Source extract:
The highest echelons of the Army and Air Force voiced concerns recently over COVID-19's impact on 2020 suicide rates among active-duty troops.
The Department of Defense still declines to admit a definitive link exists -- or do much about it.
“COVID adds stress,” Gen. Charles Brown, the Air Force chief, said last week. “From a suicide perspective, we are on a path to be as bad as last year. And that’s not just an Air Force problem, this is a national problem because COVID adds some additional stressors – a fear of the unknown for certain folks."
“I can't say scientifically, but what I can say is - I can read a chart and a graph, and the numbers have gone up in behavioral health-related issues,” Army Secretary Ryan McCarthy told the Associated Press.
The pandemic has led to long quarantine periods closed in barracks rooms, unexpected extensions for trainings and deployments, and travel restrictions that have kept service members separated from their families for more than six months. The numbers appear to support Brown and McCarthy's concerns. The Associated Press reported last week that military suicides have increased by as much as 20% this year compared to the same period in 2019. In July alone, 35 soldiers died by suicide.
But DoD is so far hesitating to release those 2020 numbers and arguing it's "premature" to link an increase this year to the pandemic.
"It's too early to determine whether suicide rates will increase for calendar year 2020," Director of the Defense Suicide Prevention Office Dr. Karin Orvis said during a Pentagon briefing Thursday. "We'll need to have the full year of data and investigations completed to determine the cause of death. What may be looking like an increasing or decreasing trend in raw counts may not be statistically meaningful once we have all the data."
Quarterly suicide counts can be misleading, Orvis explained. Second-quarter suicide rates are expected to be released this week and will likely show an increase in troop suicides. But by the end of 2020, those counts could have changed in "statistically meaningful" ways as investigations conclude different causes of death from what was originally reported, Orvis said.
In short, according to Orvis, the DoD won't be able to definitively say the pandemic is creating a spike in troop suicide deaths until 2022. In the meantime, those deaths may or may not be "statistically meaningful."
However, the DoD officials say they're "taking actions" by emphasizing social connectedness and media channels.

Data block:
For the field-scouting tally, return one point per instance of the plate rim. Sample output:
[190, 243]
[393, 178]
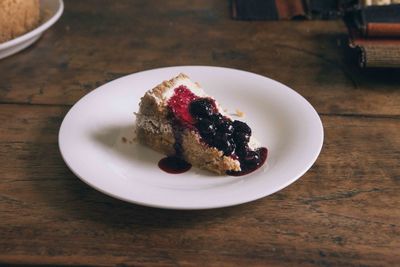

About this exercise:
Continue the article on military suicides during the COVID-19 pandemic, picking up after its last sentence. You can set the lines above aside; they aren't needed here.

Answer area:
These are not revolutionary methods. Social media and increased connectedness between troops echo the measures implemented last year and the year before in past attempts to lower suicide rates among the highest-risk demographic -- young and enlisted troops. Those measures have failed to do so even in years that did not coincide with a pandemic.
"We need to have that full annual rate. We need time for investigations to be completed," Orvis repeated many times throughout the briefing. "We have seen in the past that at times when it looks like there may have been an increase, once we had the full year of data it was not statistically significant."
The data does not exist to determine whether quarantine measures and restriction of movement policies have significantly prevented the spread of COVID-19 throughout the Department of Defense. As of Wednesday morning, the DoD reported 45,759 cases of COVID-19 within its active-duty ranks. But even if these quarantine and travel restriction measures -- which cause more isolation and therefore potentially increase suicide risk -- are working, they are being combined with less than optimal behaviors.
The Army is still largely requiring soldiers to wear neck gaiters -- even after the Centers for Disease Prevention and Control identified these as one of the least effective face coverings. Despite significant pushback, DoD moved forward with a wide range of close-quarters training operations even after several outbreaks. More than 1,000 complaints of COVID-19 prevention measure violations have been filed with the DoD Inspector General.
The DoD has been seemingly selective with what CDC guidance it adheres to. "Mission essential" operations have continued largely unhindered despite the risks of training during a pandemic. Meanwhile, troop morale, mental health and military families have taken the brunt of the impact of prevention measures.
"I know that's incredibly frustrating," Orvis said. "But I can't validate those numbers for you."